ABOUT THIS TASK
Reproduce all of the records word for word, omitting the pictures.

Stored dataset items
★ ★ ★

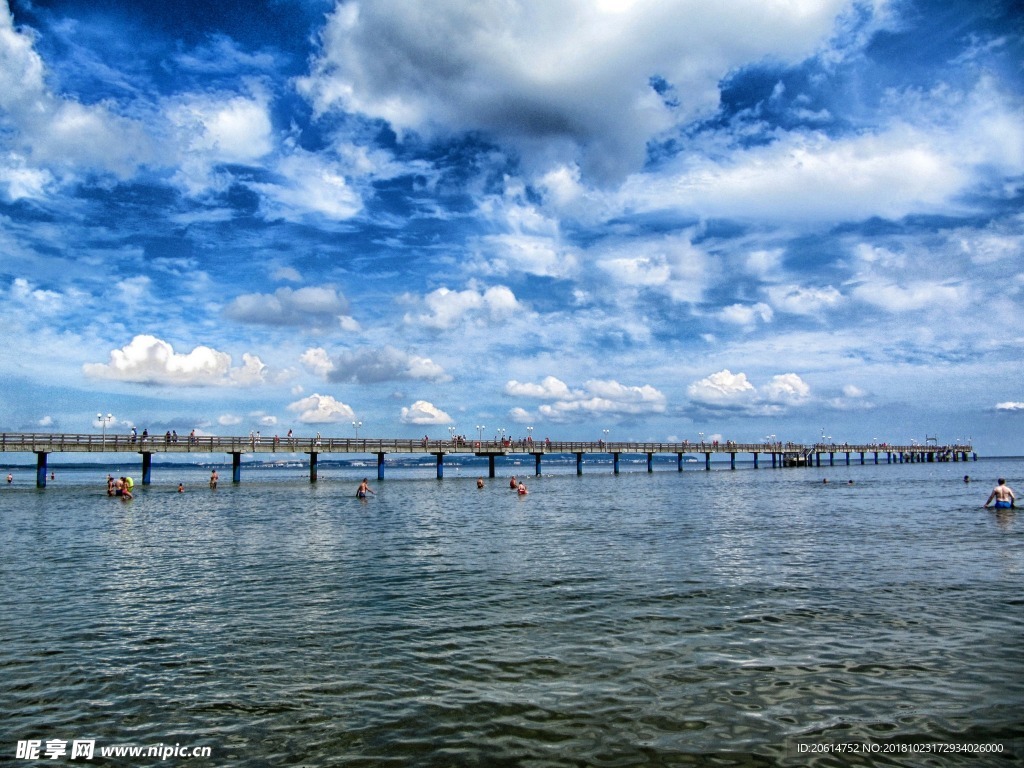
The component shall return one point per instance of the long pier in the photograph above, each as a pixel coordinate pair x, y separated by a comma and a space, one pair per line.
780, 455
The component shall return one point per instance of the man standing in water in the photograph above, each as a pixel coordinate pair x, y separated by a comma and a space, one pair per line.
364, 489
1003, 495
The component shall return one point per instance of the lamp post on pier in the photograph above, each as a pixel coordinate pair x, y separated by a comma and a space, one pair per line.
103, 421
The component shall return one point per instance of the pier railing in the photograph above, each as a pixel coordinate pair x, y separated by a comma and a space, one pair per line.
782, 454
86, 442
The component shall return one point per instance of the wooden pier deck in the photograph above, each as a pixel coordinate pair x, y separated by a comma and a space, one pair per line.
780, 455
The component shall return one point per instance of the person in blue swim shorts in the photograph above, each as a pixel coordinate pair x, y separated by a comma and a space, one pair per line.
1003, 495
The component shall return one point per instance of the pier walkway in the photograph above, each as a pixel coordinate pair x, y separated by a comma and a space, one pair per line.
779, 454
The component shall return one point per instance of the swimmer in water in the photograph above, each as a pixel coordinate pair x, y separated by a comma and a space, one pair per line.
364, 488
1003, 495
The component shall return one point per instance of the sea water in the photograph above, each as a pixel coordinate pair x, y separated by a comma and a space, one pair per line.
752, 617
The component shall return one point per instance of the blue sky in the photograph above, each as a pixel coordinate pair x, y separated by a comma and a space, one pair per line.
741, 218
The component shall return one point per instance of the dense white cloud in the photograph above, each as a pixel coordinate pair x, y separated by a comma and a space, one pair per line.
528, 75
723, 389
147, 359
322, 409
424, 414
46, 132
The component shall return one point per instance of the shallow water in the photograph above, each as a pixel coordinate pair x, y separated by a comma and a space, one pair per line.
722, 617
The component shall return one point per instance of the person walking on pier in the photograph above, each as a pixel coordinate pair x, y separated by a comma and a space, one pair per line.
1003, 495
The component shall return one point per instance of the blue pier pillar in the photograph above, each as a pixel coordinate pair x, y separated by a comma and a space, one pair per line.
41, 469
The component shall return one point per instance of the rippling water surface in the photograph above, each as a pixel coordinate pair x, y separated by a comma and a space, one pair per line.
721, 617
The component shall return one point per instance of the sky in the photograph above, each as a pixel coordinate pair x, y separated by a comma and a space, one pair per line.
667, 219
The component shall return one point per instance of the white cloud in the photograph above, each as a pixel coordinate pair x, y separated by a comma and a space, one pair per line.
912, 297
317, 307
787, 388
316, 360
745, 314
802, 300
1010, 407
424, 413
446, 308
147, 359
528, 75
308, 185
322, 409
723, 389
59, 134
550, 389
596, 397
672, 265
373, 366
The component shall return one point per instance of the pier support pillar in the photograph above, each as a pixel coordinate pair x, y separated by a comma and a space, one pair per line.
41, 469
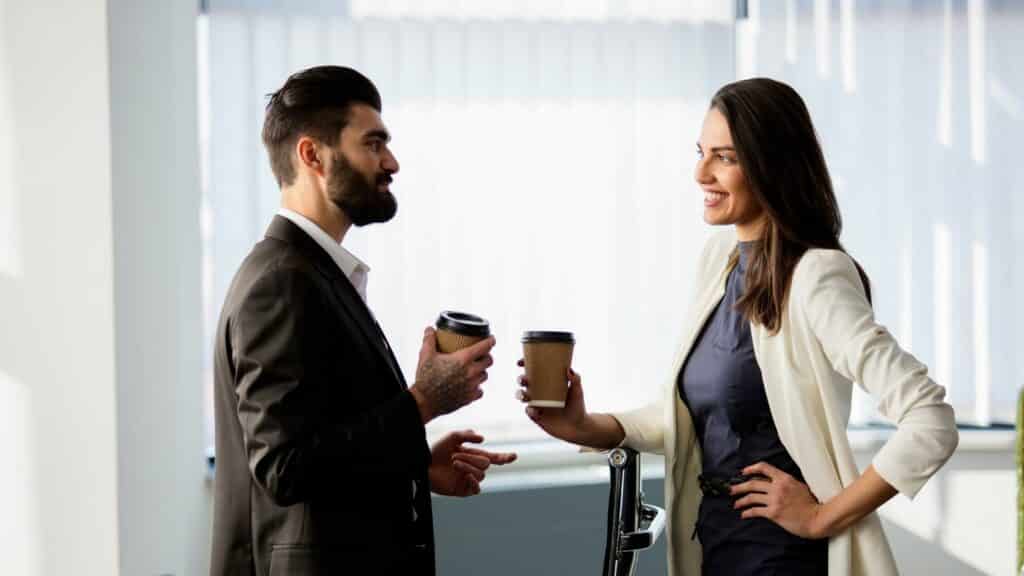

★ ★ ★

ANSWER SECTION
The component shall return one point per instance of the long pier in the photograph above, each as a pixel coordinate pair x, y separated by a comma and a space, one pair per line.
780, 455
The component shall return one point per instance of the man standing in water in the photograph above, each as a pixel coordinate pair x, y separated by a comma and a space, one pair per line.
364, 489
1003, 495
The component shall return one point per instance of the lamp post on pier in the photograph above, each as a pixel coordinate pair x, y separated by a comma and a space, one pair per line.
103, 421
The component shall return one point per instance of the pier railing in the photograph above, each as a pixel coordinate pair x, y separated by a comma and a space, one pair per line.
782, 454
86, 442
The component shall return one point per instance of the wooden pier deck in the photograph above, each as a pixel coordinate pair x, y separated by a comma and a space, one pair per line.
780, 455
The component shall return one point per instance of the person in blue swim shorts in the photograph above, each as a pixel coordinate pair x, y separated by a comma and a space, one pair per line.
1003, 495
The component shall return one point per instance of the pier walkway in the photograph above, each as a pixel coordinate pair x, y separated by a comma and a space, one pair per line.
779, 454
The component shall return one point per instance of the swimmer in water in the photograph above, each as a pixel coordinate pair x, y separated by a comma and a space, one pair per line.
364, 488
1003, 495
The component shall return one point per instance of the sea water in the photograph above, each as a pixel coordinate pair x, y separated by a comma and a space, one pair per line.
752, 617
The component shall return one point per instance of the blue sky in the photograph above, each as a pixel coordinate pair x, y separated by a comma and a space, one pair per line.
741, 218
The component shall return one point per instance of the dense white cloud in the photograph above, each as a pixel coordinate pair x, y separated by a comma and a space, one pair per line.
528, 75
723, 389
147, 359
322, 409
424, 414
46, 132
The component shall return one point per instance of the shallow water in the photograph above, each as a pixel coordinate pair x, y separated by a comma and a space, one pair per line.
722, 617
The component shall return one point per instance of the person walking on pier in the photograph above, each as a pixel coordinate pair x, y separated by a comma and a space, one pair per line.
1003, 495
The component shall return one point per instance of the blue pier pillar in the photograph above, each as a pixel coordinate pair x, y separated by a comma and a space, one pair per line.
41, 469
The component shall return one point per instance of the rippling water surface in the photograph above, each as a pixel coordinate pair x, y separated by a comma and a space, one pair per line.
721, 617
The component shall return one point per instance of the sky in the photograph above, each as a pixel coordinate pair x, y separated by a comma and a space, one pair per line.
667, 219
The component shall return one point per instance of the white cloud in the photograph above, each as a pixel coordinate pair x, y separated by a comma and a space, one pair per line.
912, 297
317, 307
787, 388
316, 360
745, 314
802, 300
1010, 407
424, 413
446, 308
147, 359
528, 75
308, 185
322, 409
723, 389
59, 134
550, 389
596, 397
672, 265
373, 366
The component shall return one point per instance of the pier support pillar in the photograph above, each as a pixel coordinate pair x, y separated by a comma and a space, one pair per line.
41, 469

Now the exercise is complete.